On March 24, 2020, Movant was released from the custody of the Bureau of Prisons to begin serving his term of supervised release. See Federal Bureau of Prisons, https://www.bop.gov/inmateloc/ (last visited April 23, 2021).

B. Substantive Claims

Movant's § 2255 motion states the following grounds for relief:

(1) Counsel of record rendered ineffective assistance of counsel [when he] . . . (1) Failed to argue during the Rule 11 Hearing, that a weapon was not part of the factual basis for the inducement to enter a plea of guilty[;] (2) Failed to file any timely written objections to the [PSR] and object to the two-level addition to his offense level for the possession of a weapon[ ] under U.S.S.G. § 2D1.1[ ] (b)(1);
(2) Counsel of record rendered ineffective assistance of counsel by failing to object
to the two-level enhancement.

**STATED TASK 1:**
Answer these questions using the excerpt on the § 2255 motion:
(a) On what date was Movant released from the custody of the Bureau of Prisons?
(b) During which hearing does the first ground say counsel failed to argue that a weapon was not part of the factual basis?
(c) Under which guideline section was the two-level addition for possession of a weapon applied?
**STATED TASK 2:**
Transcribe the excerpt on the § 2255 motion, starting at "Movant's § 2255" and ending at "the two-level enhancement.".
**STATED TASK 3:**
How would you render this sentence from the excerpt on the § 2255 motion in Spanish: "On March 24, 2020, Movant was released from the custody of the Bureau of Prisons to begin serving his term of supervised release."

**SUPPLIED ENTRIES:**
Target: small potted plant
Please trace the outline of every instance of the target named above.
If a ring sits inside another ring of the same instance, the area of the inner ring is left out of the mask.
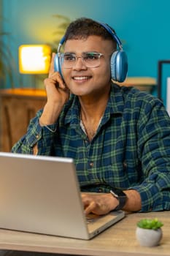
[[[136,236],[140,245],[155,246],[158,245],[162,238],[163,223],[157,218],[143,219],[137,222]]]

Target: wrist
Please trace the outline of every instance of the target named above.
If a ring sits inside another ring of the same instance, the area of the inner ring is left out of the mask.
[[[121,210],[125,205],[127,196],[123,192],[123,190],[119,189],[114,189],[112,190],[110,190],[110,194],[113,197],[117,199],[118,203],[117,206],[115,207],[115,211],[119,211]]]

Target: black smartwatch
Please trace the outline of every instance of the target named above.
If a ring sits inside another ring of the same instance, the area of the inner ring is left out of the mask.
[[[110,190],[110,194],[119,201],[118,206],[114,209],[114,211],[121,210],[125,204],[127,199],[126,195],[120,189],[112,189]]]

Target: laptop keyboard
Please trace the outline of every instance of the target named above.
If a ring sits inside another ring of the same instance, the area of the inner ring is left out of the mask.
[[[88,224],[94,223],[98,219],[101,219],[101,218],[102,218],[101,215],[96,215],[96,214],[90,214],[86,217],[86,222]]]

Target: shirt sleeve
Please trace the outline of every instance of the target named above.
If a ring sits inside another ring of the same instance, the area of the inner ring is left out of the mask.
[[[53,136],[57,124],[47,127],[41,127],[39,118],[41,116],[42,110],[38,111],[35,118],[31,120],[27,132],[12,147],[12,152],[20,154],[33,154],[34,146],[37,144],[38,154],[52,155]]]
[[[159,100],[143,106],[138,125],[138,148],[145,178],[132,189],[142,198],[142,211],[170,209],[170,118]]]

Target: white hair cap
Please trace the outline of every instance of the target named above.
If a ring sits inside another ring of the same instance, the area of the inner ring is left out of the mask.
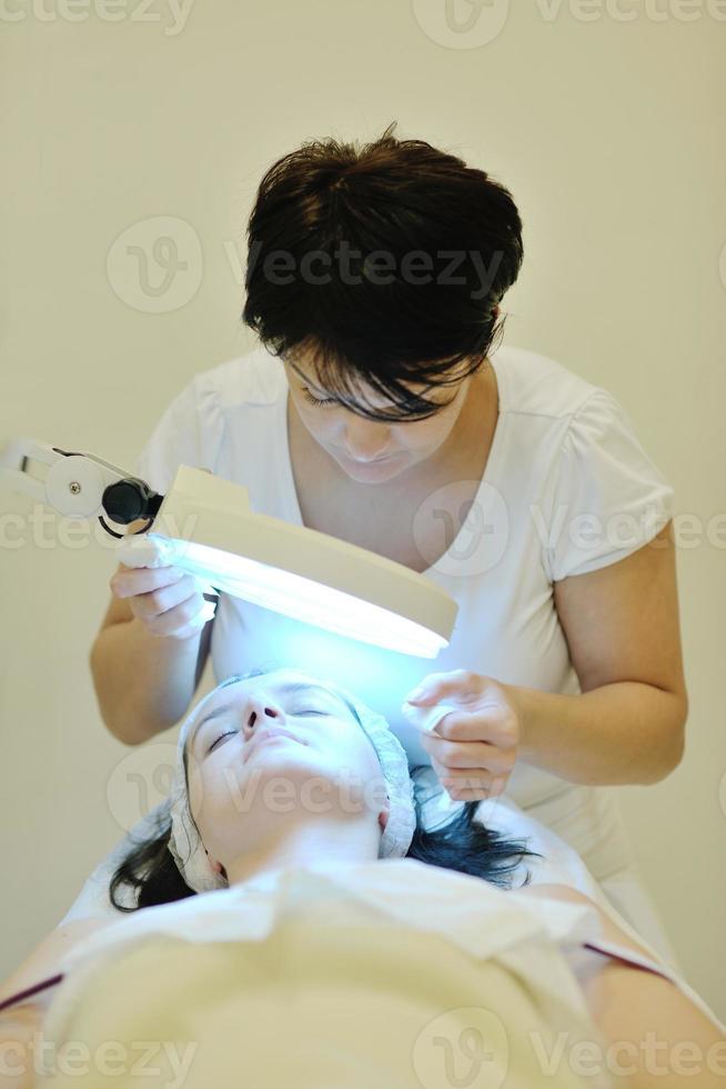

**FINAL ANSWER 1:**
(a) March 24, 2020
(b) The Rule 11 Hearing
(c) U.S.S.G. § 2D1.1(b)(1)

**FINAL ANSWER 2:**
Movant's § 2255 motion states the following grounds for relief:

(1) Counsel of record rendered ineffective assistance of counsel [when he] . . . (1) Failed to argue during the Rule 11 Hearing, that a weapon was not part of the factual basis for the inducement to enter a plea of guilty[;] (2) Failed to file any timely written objections to the [PSR] and object to the two-level addition to his offense level for the possession of a weapon[ ] under U.S.S.G. § 2D1.1[ ] (b)(1);
(2) Counsel of record rendered ineffective assistance of counsel by failing to object
to the two-level enhancement.

**FINAL ANSWER 3:**
El 24 de marzo de 2020, el solicitante fue liberado de la custodia de la Oficina de Prisiones para comenzar a cumplir su período de libertad supervisada.